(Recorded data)
#####

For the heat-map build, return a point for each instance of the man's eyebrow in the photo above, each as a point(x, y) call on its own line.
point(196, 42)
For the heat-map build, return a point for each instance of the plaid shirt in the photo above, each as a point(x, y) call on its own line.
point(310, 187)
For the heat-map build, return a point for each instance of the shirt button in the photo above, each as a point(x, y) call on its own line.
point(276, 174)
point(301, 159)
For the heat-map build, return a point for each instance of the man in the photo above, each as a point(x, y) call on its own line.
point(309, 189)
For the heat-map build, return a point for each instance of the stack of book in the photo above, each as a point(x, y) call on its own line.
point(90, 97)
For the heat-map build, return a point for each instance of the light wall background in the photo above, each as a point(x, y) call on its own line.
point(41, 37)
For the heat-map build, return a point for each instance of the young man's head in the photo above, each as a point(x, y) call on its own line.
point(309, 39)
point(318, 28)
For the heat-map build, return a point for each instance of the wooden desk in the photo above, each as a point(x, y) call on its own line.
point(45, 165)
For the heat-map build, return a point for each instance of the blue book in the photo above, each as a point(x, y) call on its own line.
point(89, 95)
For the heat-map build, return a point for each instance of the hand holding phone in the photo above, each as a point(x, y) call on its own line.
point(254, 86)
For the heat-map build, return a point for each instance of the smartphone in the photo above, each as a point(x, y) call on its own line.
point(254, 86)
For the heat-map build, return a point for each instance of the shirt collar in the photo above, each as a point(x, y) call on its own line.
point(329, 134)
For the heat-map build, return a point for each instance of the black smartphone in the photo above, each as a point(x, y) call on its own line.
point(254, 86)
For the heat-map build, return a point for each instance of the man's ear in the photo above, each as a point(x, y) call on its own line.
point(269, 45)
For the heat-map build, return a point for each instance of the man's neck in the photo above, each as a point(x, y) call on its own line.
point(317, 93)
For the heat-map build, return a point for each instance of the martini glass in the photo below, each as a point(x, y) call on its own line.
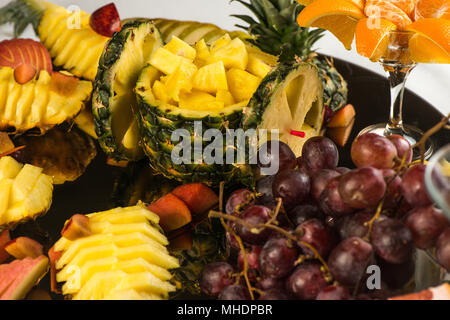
point(397, 62)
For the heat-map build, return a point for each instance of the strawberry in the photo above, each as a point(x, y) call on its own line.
point(106, 20)
point(16, 52)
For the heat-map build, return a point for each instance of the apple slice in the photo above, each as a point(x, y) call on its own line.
point(172, 211)
point(106, 21)
point(23, 247)
point(343, 117)
point(4, 239)
point(197, 196)
point(77, 227)
point(24, 73)
point(340, 135)
point(15, 52)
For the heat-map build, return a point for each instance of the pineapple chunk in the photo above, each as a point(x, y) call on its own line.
point(233, 55)
point(9, 168)
point(257, 67)
point(211, 78)
point(202, 50)
point(181, 48)
point(221, 42)
point(180, 80)
point(242, 84)
point(198, 100)
point(160, 92)
point(226, 97)
point(165, 61)
point(5, 191)
point(24, 182)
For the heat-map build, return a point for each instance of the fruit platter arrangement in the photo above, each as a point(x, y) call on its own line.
point(94, 205)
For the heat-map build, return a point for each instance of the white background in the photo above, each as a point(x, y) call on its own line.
point(431, 82)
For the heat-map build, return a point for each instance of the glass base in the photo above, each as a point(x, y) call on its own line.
point(411, 133)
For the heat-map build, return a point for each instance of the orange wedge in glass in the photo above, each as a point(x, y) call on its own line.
point(337, 16)
point(385, 9)
point(432, 9)
point(372, 37)
point(359, 3)
point(431, 41)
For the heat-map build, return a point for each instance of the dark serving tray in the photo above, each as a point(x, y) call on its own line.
point(368, 92)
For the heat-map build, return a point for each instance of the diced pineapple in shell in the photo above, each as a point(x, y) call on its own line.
point(242, 84)
point(233, 55)
point(257, 67)
point(211, 78)
point(165, 61)
point(181, 48)
point(226, 97)
point(180, 79)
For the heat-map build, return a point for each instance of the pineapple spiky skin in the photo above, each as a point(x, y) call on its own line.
point(36, 104)
point(76, 48)
point(276, 31)
point(125, 253)
point(25, 192)
point(113, 99)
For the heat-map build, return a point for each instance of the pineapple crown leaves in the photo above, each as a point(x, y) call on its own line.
point(21, 13)
point(275, 29)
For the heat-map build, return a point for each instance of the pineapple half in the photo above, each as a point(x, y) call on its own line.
point(213, 85)
point(124, 257)
point(38, 103)
point(114, 100)
point(25, 192)
point(75, 48)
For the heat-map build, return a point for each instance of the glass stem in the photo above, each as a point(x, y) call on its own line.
point(397, 79)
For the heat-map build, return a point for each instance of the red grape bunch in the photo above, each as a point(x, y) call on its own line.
point(311, 230)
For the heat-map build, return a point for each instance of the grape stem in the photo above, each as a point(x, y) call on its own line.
point(244, 272)
point(258, 227)
point(421, 144)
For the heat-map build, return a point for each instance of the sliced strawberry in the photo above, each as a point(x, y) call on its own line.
point(106, 20)
point(4, 239)
point(16, 52)
point(23, 247)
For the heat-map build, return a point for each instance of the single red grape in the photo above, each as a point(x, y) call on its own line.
point(362, 188)
point(392, 240)
point(373, 150)
point(348, 262)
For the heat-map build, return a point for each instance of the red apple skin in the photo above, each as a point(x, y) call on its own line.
point(106, 21)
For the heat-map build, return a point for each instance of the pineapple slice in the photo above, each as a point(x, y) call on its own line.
point(25, 192)
point(226, 97)
point(160, 92)
point(234, 55)
point(211, 78)
point(165, 61)
point(257, 66)
point(180, 79)
point(203, 53)
point(181, 48)
point(124, 253)
point(198, 100)
point(242, 84)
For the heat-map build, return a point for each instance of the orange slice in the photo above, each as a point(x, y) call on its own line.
point(337, 16)
point(372, 42)
point(384, 9)
point(432, 9)
point(431, 43)
point(407, 6)
point(359, 3)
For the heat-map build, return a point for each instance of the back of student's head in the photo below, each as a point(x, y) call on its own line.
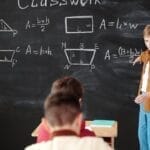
point(146, 31)
point(69, 85)
point(61, 109)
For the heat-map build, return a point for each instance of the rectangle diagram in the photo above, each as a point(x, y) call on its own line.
point(79, 24)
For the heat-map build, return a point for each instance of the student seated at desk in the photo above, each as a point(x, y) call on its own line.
point(63, 116)
point(70, 85)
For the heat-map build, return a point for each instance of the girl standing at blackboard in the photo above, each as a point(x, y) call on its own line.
point(144, 94)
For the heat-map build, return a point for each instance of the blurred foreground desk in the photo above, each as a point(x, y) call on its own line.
point(109, 133)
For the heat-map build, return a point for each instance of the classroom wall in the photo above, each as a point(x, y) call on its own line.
point(92, 40)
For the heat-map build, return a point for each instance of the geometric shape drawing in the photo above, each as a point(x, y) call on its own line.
point(4, 27)
point(6, 56)
point(79, 24)
point(80, 56)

#####

• [Exercise instructions]:
Quote all of the entries above verbatim, line for line, omitting the pictures from your response.

• [Response]:
For the heat-map build, return a point for each instance of the man's eyebrow in the photo above, each as a point(x, y) call on its own line.
point(196, 42)
For the heat-map build, return a point for each instance of the plaid shirt in the photo above, each as a point(x, y) call on its own line.
point(310, 187)
For the heat-map build, return a point for each instance of the shirt button in the photo above, each as a point(x, y) call on its own line.
point(276, 174)
point(301, 159)
For the heat-map build, return a point for each instance of the man in the photo above, each as a point(x, y) call on its own line.
point(309, 189)
For the heat-map build, return a point for each instance of the stack of book in the photo above, each as a point(x, y) call on its own line.
point(90, 97)
For the heat-map build, return a point for each instance of the light wall background in the photo above, each as a point(x, y) call on its own line.
point(41, 37)
For the heat-map build, return a point for each instance of the young man's head in the photo above, each as a point(x, y) call on its own line.
point(309, 39)
point(318, 28)
For the heat-map build, return a point for each instance of the wooden desk in the photo above, each as a point(x, y) call on its own line.
point(45, 165)
For the heat-map build, return a point for each instance of the blue book in the photo above, each as a point(x, y) call on its own line.
point(89, 95)
For the heat-map build, return a point for each instance of the hand holding phone in the photo above, each as a point(x, y) call on its own line.
point(254, 86)
For the heat-map build, return a point for each instance of the smartphone in the photo above, each as a point(x, y) call on its own line.
point(254, 86)
For the heat-map build, return a point for each instance of the shirt collar in the photo above, each as a point(x, y) call on its own line.
point(329, 134)
For the heat-map build, return a point for each instance of the black smartphone in the photo above, each as a point(x, y) call on its own line.
point(254, 86)
For the heat-map build, return a point for each instance of the man's ear in the photo above, each as a point(x, y) call on its own line.
point(269, 45)
For the heat-map build, return a point for each instance of the man's neck in the photo above, each as a point(x, y) call on its own line.
point(317, 93)
For the heat-map build, return a point for each instance of the martini glass in the photo below, each as a point(x, y) call on its own line.
point(397, 62)
For the heat-map build, return a point for each instance of the strawberry in the photo above, each as a point(x, y) call on its own line.
point(106, 20)
point(16, 52)
For the heat-map build, return a point for each instance of the apple slice in the photo above, each as a point(x, y) call on its own line.
point(172, 211)
point(106, 21)
point(23, 247)
point(343, 117)
point(4, 239)
point(197, 196)
point(77, 227)
point(24, 73)
point(340, 135)
point(15, 52)
For the heat-map build, return a point for each instance of the pineapple chunk in the photo above, each as a point(x, y) call on its own line.
point(233, 55)
point(9, 168)
point(257, 67)
point(211, 78)
point(202, 50)
point(181, 48)
point(221, 42)
point(180, 80)
point(242, 84)
point(198, 100)
point(160, 92)
point(226, 97)
point(165, 61)
point(5, 191)
point(24, 182)
For the heat-map build, return a point for each instance of the fruit platter arrangement in the photo above, each as a point(x, y) call on its own line.
point(94, 205)
For the heat-map build, return a point for each instance of the white background in the photo above, each as a point(x, y) call on its own line.
point(431, 82)
For the heat-map build, return a point for each instance of the glass base in the photo above, each as a point(x, y) call on its own line.
point(411, 133)
For the heat-map build, return a point for each instance of the orange wedge in glass in the photo above, each as a point(x, y) call on its own line.
point(337, 16)
point(385, 9)
point(432, 9)
point(372, 37)
point(359, 3)
point(431, 41)
For the heat-map build, return a point for each instance of the dark serving tray in the photo above, each as a point(x, y) call on its own line.
point(368, 92)
For the heat-map build, return a point for each instance of the diced pineapple in shell in the photo above, each as a point(x, y) call on its own line.
point(242, 84)
point(233, 55)
point(257, 67)
point(211, 78)
point(165, 61)
point(181, 48)
point(226, 97)
point(180, 79)
For the heat-map build, return a point for each instance of the pineapple spiky skin in the photo above, each as a point(x, y) call on its own line.
point(36, 104)
point(76, 48)
point(276, 31)
point(125, 253)
point(25, 192)
point(113, 99)
For the heat-map build, return a point for each instance of the pineapple crown leaves in the photo above, each as a point(x, y) call on its own line.
point(21, 13)
point(275, 29)
For the heat-map build, return a point for each instance of the pineapple half in the photo above, each as a point(x, y) call on its own line.
point(213, 85)
point(124, 257)
point(38, 103)
point(114, 100)
point(25, 192)
point(75, 48)
For the heat-map build, return a point for each instance of the glass stem in the photo above, each as a point(x, y) call on its own line.
point(397, 79)
For the heat-map build, return a point for each instance of the red grape bunch in the photo above, each as a point(x, y) call on its own line.
point(311, 230)
For the heat-map build, return a point for each instance of the grape stem in the photo above, each as a point(x, y) call on its own line.
point(244, 272)
point(258, 227)
point(421, 144)
For the heat-map build, return a point for each instance of the sliced strawberry in the photo above, each as a point(x, y) call on its own line.
point(106, 20)
point(4, 239)
point(16, 52)
point(23, 247)
For the heat-map build, return a point for each instance of the single red grape in the photo above, each as a point(x, y) call on its own line.
point(362, 188)
point(392, 240)
point(373, 150)
point(348, 262)
For the heat-map build, return a point for each instance of the red apple skin in the photo above, each as a point(x, y) call on its own line.
point(106, 21)
For the heat-map build, return a point for each instance of the pineapple slice in the photo above, each as a point(x, y) call on its own line.
point(25, 192)
point(226, 97)
point(160, 92)
point(234, 55)
point(211, 78)
point(165, 61)
point(257, 66)
point(180, 79)
point(203, 53)
point(181, 48)
point(124, 253)
point(198, 100)
point(242, 84)
For the heat-map build, return a point for each instance of the orange slice in the photo above, each as a point(x, y) call on its own line.
point(337, 16)
point(372, 42)
point(384, 9)
point(432, 9)
point(431, 43)
point(407, 6)
point(359, 3)
For the heat-map build, return a point for each instance of the back of student's head in the photo below, each as a point(x, y) call on its own line.
point(146, 31)
point(69, 85)
point(61, 109)
For the heat-map build, return a point for each instance of the rectangle diagram in the photo above, each as a point(x, y) call on its own line.
point(79, 24)
For the heat-map build, return a point for each instance of the student seated at desk in the photo above, each as a point(x, y) call on its own line.
point(63, 116)
point(70, 85)
For the heat-map build, return a point for each instance of the girl standing at blackboard in the photo above, each as a point(x, y) call on its own line.
point(144, 94)
For the heat-map build, return a point for each instance of the blurred foreground desk in the photo above, each as a point(x, y) call on its own line.
point(109, 133)
For the heat-map build, return a point for each instance of the classroom wall in the photo above, each as a point(x, y) call on its own line.
point(92, 40)
For the heat-map build, return a point for each instance of the geometric shape drawing in the photo above, each as a point(x, y) call on its own line.
point(4, 27)
point(6, 56)
point(79, 24)
point(80, 56)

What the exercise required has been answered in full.